Stored items
---

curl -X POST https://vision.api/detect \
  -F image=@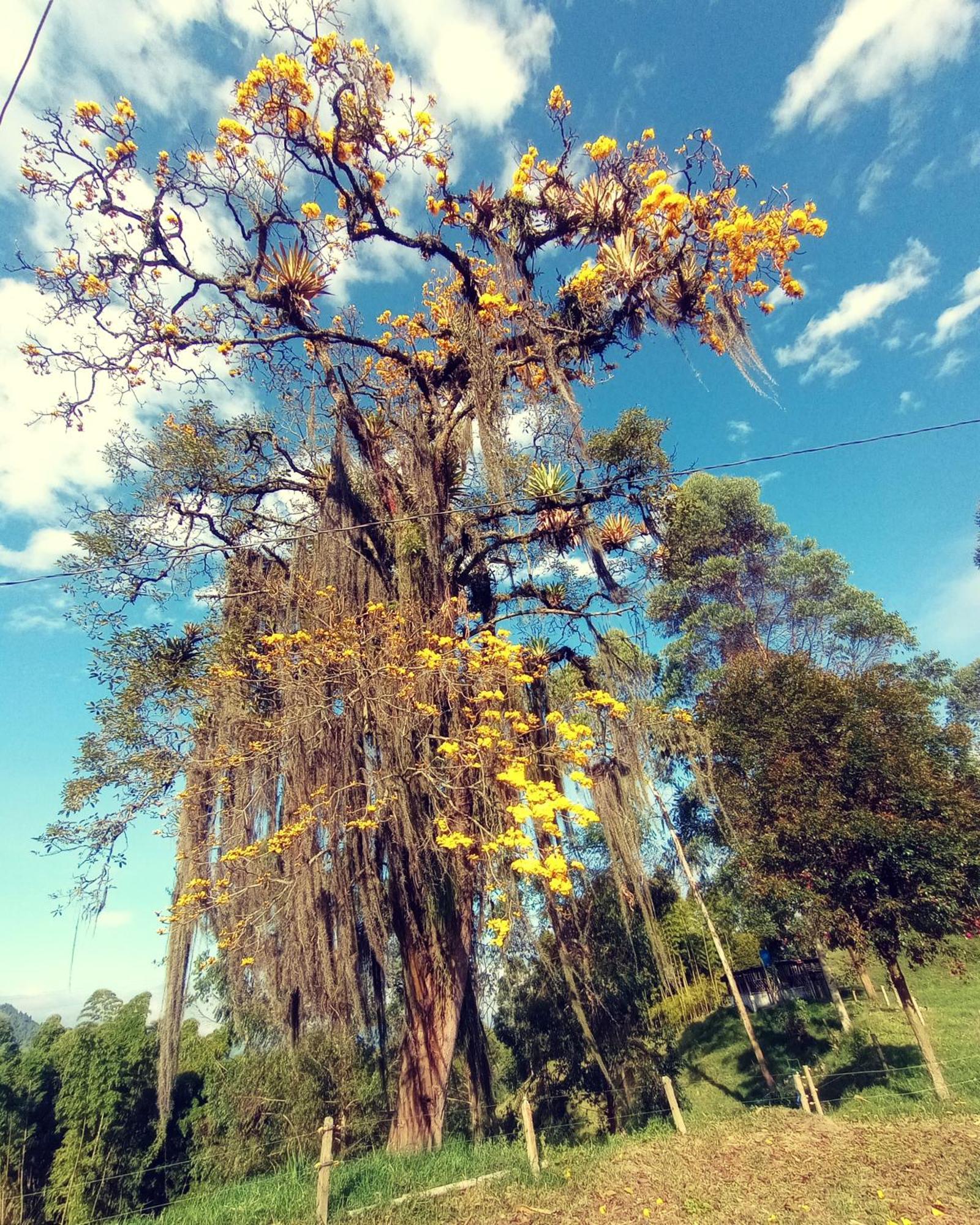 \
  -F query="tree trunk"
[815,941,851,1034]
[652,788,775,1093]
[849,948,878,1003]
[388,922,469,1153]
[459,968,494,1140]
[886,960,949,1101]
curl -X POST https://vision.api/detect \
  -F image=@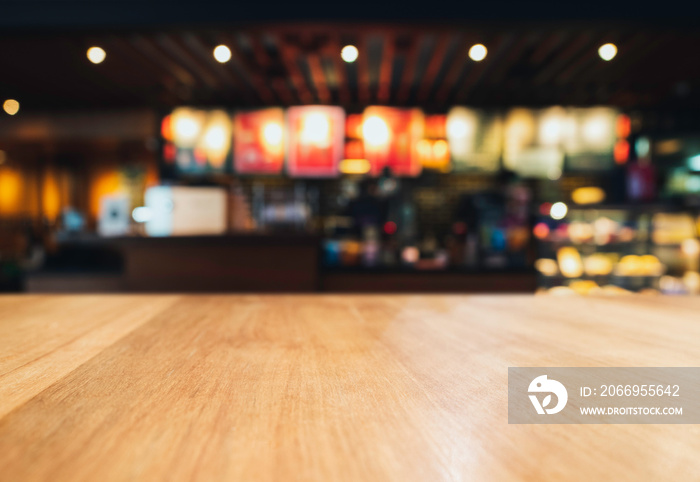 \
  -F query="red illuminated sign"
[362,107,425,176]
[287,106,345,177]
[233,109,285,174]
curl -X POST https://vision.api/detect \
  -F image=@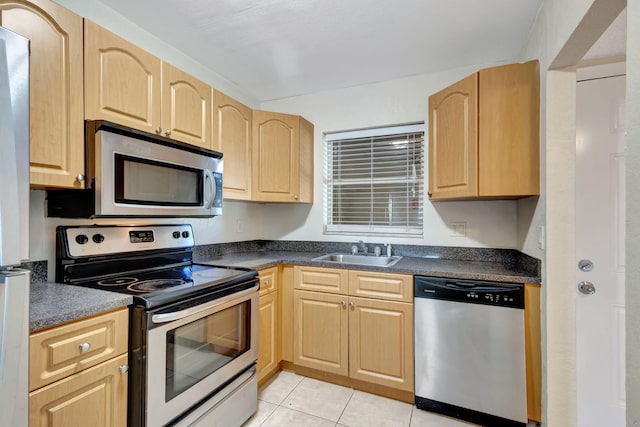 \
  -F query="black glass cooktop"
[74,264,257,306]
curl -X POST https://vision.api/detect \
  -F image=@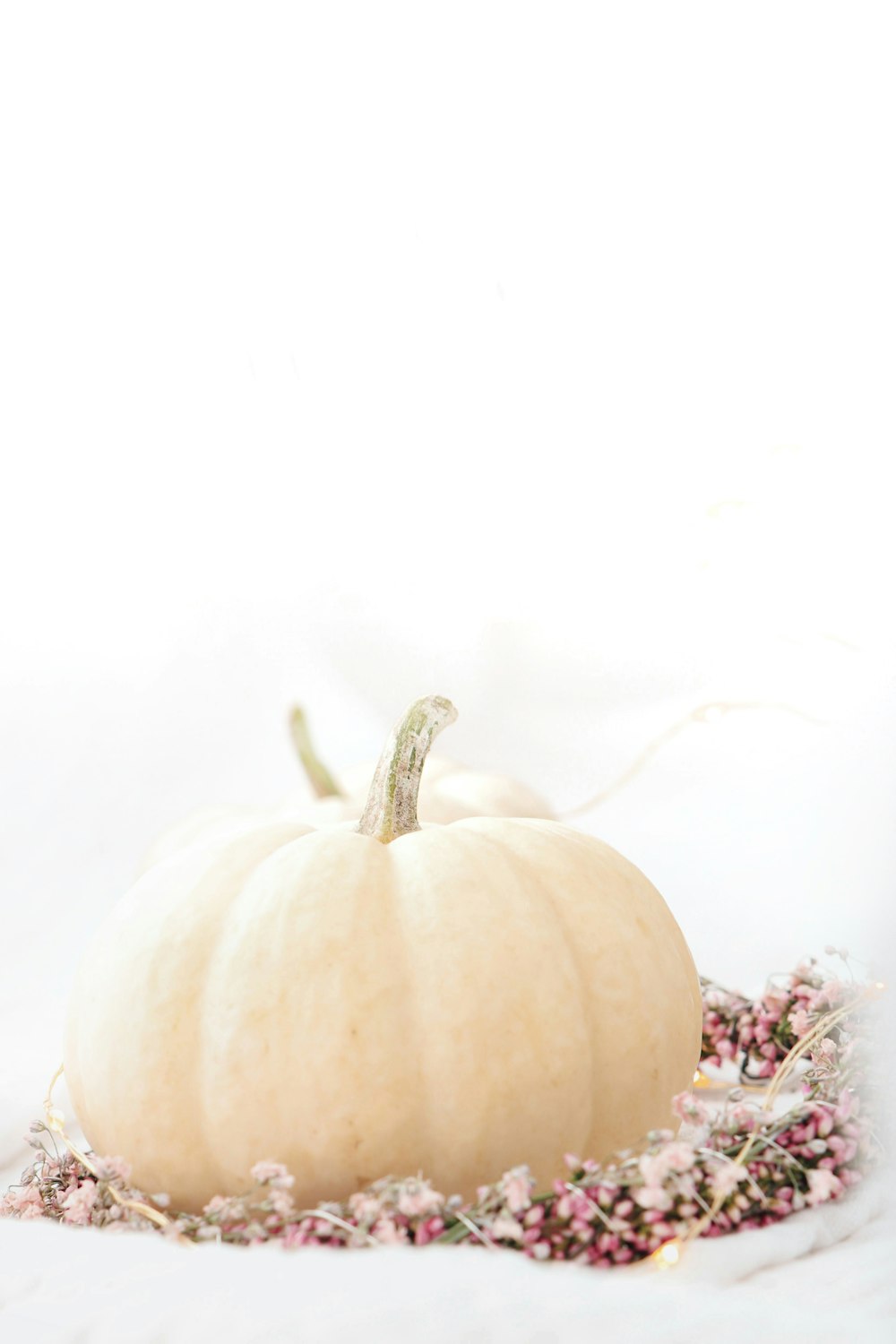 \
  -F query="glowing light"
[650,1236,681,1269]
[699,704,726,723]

---

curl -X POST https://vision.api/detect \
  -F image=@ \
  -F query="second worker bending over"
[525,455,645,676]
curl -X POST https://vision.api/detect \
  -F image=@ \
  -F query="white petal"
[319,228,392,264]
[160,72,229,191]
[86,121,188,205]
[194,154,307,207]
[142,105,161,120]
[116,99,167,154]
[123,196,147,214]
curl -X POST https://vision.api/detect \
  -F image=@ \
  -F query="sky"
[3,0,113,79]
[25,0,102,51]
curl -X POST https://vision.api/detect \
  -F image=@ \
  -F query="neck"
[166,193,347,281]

---

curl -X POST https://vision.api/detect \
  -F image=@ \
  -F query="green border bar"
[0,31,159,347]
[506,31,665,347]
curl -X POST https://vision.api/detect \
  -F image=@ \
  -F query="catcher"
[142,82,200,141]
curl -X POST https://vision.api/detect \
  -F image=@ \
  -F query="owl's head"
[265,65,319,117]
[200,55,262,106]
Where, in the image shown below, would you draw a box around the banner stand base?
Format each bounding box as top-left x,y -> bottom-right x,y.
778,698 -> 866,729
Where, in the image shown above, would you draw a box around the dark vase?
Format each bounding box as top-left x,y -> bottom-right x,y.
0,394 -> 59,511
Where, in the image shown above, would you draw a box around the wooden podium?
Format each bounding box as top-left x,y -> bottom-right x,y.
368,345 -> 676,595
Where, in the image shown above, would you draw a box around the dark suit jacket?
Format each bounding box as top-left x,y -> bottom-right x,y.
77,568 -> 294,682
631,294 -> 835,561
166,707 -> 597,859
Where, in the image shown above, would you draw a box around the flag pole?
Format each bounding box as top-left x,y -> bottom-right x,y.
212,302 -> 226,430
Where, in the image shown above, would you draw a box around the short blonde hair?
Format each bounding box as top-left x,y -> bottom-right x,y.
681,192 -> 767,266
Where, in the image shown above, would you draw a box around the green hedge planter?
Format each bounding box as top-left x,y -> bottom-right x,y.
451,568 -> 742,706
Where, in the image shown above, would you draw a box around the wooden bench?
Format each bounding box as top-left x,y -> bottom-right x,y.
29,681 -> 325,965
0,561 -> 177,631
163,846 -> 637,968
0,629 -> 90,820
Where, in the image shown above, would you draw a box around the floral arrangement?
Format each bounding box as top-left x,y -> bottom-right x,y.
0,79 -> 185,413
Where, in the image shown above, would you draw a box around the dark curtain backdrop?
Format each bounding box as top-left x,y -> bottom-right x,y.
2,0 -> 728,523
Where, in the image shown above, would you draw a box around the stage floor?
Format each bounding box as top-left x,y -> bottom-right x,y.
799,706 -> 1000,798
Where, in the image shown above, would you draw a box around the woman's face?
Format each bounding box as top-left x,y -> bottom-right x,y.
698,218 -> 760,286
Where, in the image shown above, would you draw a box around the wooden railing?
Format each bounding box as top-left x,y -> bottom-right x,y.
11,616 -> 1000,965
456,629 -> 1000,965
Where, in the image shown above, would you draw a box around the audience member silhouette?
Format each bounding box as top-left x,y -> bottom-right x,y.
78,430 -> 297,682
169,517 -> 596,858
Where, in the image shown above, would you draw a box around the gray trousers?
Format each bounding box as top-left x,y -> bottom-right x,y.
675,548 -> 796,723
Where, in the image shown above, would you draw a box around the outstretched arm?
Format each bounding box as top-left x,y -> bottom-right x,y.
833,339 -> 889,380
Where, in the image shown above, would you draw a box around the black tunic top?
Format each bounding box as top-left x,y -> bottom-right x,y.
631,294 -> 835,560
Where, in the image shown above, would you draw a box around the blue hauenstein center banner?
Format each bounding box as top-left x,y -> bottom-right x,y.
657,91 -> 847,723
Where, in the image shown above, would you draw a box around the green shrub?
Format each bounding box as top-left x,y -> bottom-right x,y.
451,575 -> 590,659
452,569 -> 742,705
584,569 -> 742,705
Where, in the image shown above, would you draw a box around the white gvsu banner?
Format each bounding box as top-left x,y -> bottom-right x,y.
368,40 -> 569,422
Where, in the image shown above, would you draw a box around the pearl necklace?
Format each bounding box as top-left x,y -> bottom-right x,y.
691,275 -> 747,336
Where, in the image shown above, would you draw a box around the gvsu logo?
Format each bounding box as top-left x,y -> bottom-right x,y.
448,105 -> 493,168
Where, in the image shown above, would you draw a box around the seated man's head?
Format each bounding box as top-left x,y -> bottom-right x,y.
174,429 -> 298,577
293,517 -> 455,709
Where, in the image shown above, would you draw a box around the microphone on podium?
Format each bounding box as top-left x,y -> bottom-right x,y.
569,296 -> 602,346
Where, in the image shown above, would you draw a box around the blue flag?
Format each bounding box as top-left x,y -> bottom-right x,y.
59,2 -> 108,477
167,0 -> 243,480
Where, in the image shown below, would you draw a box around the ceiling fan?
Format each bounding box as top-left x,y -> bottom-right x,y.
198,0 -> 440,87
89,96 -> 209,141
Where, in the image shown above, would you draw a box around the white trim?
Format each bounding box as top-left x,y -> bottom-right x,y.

---

■ **Task objective**: Copy the lines from the one containing "the outstretched arm?" up to and including the one containing "833,339 -> 889,380", substituting "extended arm" for "outstretched arm" and leaving everything else unchanged.

■ **Written response**:
Where, in the image shown above, would you draw a box around the extended arm?
Format each bounding box as top-left x,y -> bottom-right x,y.
833,339 -> 889,380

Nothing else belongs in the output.